Will gold keep its shine in 2015?
The yellow metal looks to end roughly where it started in 2014,but analysts are divided on its direction next year


By Andrea Soh [email protected] @AndreaSohBT



29 Dec 5:50 AM
Singapore

AS gold looks set to end roughly where it started in 2014 after a year of range-bound trading, the jury is still out on which way it would head next year.
The expected hike in US real interest rates next year would cast a long pall on the yellow metal, overshadowing other factors that might be supportive for the gold price, said some analysts.
Others, however, are more bullish. In their view, the rise in US real interest rates has already been priced in, and physical demand for gold in China and India would also pick up.
In the latest Federal Open Market Committee meeting earlier this month, chairperson Janet Yellen said that the Fed was unlikely to move till April, and that "monetary policy will still be very accommodative for a long time" after rates begin to rise.
The positive outlook for the US economy on the one hand, and the delay of expectations for a rise in the interest rate till the second half of the year on the other, has a mixed impact on gold, said ANZ commodity strategist Victor Thianpiriya.
After slumping 28 per cent in 2013, credit concerns in China, geopolitical tensions between Ukraine and Russia and poor US economic activity had all caused the gold price to rise in the first half of this year, surprising bearish observers.
But the metal started falling out of favour in July as the US dollar rallied and inflation expectations fell. In November, it touched its lowest point since 2010, before rising again as the Indian festive season got underway. This was later boosted by India's surprise decision to scrap a rule that required 20 per cent of all imported gold to be re* exported. Demand in China, too, picked up due to seasonal factors.
Though gold has stabilised this year, trading within a narrower band of US$260 an ounce compared to US$515 last year, analysts' views for next year have diverged.

Among the more bearish is ABN Amro, which earlier this month adjusted downwards its forecast for gold to US$900 for end-2015, and US$750 for end-2016. The bank expects the US Federal Reserve to step up rate hikes more aggressively in 2016, leading to an even stronger US dollar and lower gold prices.
This could reduce higher cost mining production, resulting in lower supply and increased demand, and hence trigger a recovery in gold prices only after 2016, said its economist Georgette Boele.
Wayne Gordon, a commodity strategist at UBS Wealth Management, is similarly bearish: "US real interest rates are what matters most for the yellow metal. Better guidance to such 'real action' will spark the next leg down for gold."
Higher interest rates strengthen the US dollar, reduce demand for protection against inflation, and increase the opportunity costs of holding non-yield-bearing assets such as gold.

** Written instruction A **
Summarize the gold outlook article in two sentences.
** Written instruction B **
Reproduce the gold outlook article word for word between "Others, however, are" and "strategist Victor Thianpiriya.", inclusive.
** Written instruction C **
Carry on the gold outlook article from the point where it ends.
These records have no connection to the gold outlook article.

[Records from a collection]
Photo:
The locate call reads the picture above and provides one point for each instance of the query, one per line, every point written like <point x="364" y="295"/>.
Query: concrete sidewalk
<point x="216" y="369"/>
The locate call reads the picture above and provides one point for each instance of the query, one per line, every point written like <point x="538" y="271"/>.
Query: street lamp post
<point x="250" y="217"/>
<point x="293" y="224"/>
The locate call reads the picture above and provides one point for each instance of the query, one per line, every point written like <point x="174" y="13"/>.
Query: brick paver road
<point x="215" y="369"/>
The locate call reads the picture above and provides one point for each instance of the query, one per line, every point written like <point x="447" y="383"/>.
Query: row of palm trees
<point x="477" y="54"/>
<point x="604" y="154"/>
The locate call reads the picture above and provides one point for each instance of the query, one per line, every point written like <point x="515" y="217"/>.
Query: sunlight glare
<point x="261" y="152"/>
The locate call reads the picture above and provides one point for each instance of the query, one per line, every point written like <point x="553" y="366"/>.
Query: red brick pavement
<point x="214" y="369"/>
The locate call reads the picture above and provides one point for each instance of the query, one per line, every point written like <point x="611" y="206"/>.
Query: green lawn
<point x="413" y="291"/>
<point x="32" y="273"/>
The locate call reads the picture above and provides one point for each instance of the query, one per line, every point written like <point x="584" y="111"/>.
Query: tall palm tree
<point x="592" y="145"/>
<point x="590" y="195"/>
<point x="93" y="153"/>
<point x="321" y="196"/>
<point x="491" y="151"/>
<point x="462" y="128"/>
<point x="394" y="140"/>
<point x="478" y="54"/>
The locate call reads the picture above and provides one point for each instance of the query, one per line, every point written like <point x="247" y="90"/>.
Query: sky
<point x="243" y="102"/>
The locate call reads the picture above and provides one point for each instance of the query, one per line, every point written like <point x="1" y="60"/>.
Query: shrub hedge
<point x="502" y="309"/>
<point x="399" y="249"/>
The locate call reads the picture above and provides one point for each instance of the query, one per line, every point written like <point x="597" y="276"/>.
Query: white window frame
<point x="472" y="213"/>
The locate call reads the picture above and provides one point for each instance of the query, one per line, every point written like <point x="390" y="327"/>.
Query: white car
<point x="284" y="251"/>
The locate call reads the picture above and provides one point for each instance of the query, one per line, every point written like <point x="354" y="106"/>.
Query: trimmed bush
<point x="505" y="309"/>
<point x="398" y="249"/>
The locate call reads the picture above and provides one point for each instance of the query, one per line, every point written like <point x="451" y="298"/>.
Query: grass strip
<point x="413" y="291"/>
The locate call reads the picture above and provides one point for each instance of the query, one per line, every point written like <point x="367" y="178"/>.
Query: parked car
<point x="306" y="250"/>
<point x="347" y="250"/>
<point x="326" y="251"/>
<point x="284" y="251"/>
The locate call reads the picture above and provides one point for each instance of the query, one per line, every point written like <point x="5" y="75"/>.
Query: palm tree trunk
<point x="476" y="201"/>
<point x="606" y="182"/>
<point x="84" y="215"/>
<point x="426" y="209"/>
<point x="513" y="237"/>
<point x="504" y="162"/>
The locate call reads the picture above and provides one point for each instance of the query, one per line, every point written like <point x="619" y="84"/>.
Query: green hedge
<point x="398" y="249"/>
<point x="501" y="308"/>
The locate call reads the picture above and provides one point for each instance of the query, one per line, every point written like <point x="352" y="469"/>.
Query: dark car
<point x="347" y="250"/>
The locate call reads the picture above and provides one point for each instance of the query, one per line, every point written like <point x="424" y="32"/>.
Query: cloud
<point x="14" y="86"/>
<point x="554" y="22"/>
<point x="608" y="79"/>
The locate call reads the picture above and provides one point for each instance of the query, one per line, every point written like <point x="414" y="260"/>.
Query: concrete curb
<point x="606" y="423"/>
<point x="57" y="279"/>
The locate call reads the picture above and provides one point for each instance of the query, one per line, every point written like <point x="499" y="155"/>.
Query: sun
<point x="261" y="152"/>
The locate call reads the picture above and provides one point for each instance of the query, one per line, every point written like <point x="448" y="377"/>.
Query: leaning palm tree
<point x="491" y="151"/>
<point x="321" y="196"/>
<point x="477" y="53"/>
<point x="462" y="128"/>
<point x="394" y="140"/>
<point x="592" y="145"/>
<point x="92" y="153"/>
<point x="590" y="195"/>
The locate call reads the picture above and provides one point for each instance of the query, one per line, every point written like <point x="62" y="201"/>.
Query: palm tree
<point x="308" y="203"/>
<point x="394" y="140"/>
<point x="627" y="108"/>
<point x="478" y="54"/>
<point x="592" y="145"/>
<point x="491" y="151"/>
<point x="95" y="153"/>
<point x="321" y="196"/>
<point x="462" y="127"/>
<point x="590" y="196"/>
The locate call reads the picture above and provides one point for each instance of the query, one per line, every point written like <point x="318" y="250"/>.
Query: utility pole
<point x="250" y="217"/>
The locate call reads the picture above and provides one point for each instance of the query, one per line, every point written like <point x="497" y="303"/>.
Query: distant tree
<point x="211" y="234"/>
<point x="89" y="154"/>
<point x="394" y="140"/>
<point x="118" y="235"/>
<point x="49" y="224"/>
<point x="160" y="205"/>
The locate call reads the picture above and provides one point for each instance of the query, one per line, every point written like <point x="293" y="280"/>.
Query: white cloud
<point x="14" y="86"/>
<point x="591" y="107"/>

** Exercise response A **
Gold looks set to end 2014 roughly where it started after a year of range-bound trading, but analysts are divided on which way it will head in 2015. Some expect rising US real interest rates to weigh on the metal, with ABN Amro cutting its end-2015 forecast to US$900, while others believe the rate rise is already priced in and that physical demand in China and India will pick up.

** Exercise response B **
Others, however, are more bullish. In their view, the rise in US real interest rates has already been priced in, and physical demand for gold in China and India would also pick up.
In the latest Federal Open Market Committee meeting earlier this month, chairperson Janet Yellen said that the Fed was unlikely to move till April, and that "monetary policy will still be very accommodative for a long time" after rates begin to rise.
The positive outlook for the US economy on the one hand, and the delay of expectations for a rise in the interest rate till the second half of the year on the other, has a mixed impact on gold, said ANZ commodity strategist Victor Thianpiriya.

** Exercise response C **
The poor investor sentiment would result in greater liquidation of exchange-traded funds (ETFs), an exodus from which caused the gold price to collapse last year.
This year, investors had continued to sell off gold ETFs, albeit in a "slow bleed" manner compared to last year, said Mr Gordon. "We expect this to continue in 2015, ETF holdings potentially reaching levels not seen since 2009."
About 150 tonnes of gold held by ETFs have been shed so far this year, from 880 tonnes last year, according to Credit Suisse.
Mr Thianpiriya, however, differs on this, expecting redemptions of ETFs next year to slow down.
"Gold has pre-empted a lot of the downside already," he said. "Eventually, when the Fed starts to raise interest rate . . . gold price might not be affected that much because it's come off a lot already."
Analysts, too, disagree on how physical demand would pan out next year.

For Credit Suisse Private Banking commodity strategist Stefan Graber, the removal of the 80:20 rule in India would not have much of an impact, though giving the gold market a shot in the arm in the near term.
Import duties of 10 per cent remain in place, and these are "arguably more relevant", he said. The removal of the rule may help to shift gold that was moving into India through unofficial channels to official ones, but there would not necessarily be a change in underlying demand, he added.

With the Chinese economy likely to cool further next year, and local gold production to expand, imports might not improve much from current levels. "We think the prospects for gold remain subdued as revived physical markets are unable to fully compensate for continued investor disinterest," said Mr Graber.
Mr Thianpiriya, on the other hand, expects greater demand for gold from China and India in 2015.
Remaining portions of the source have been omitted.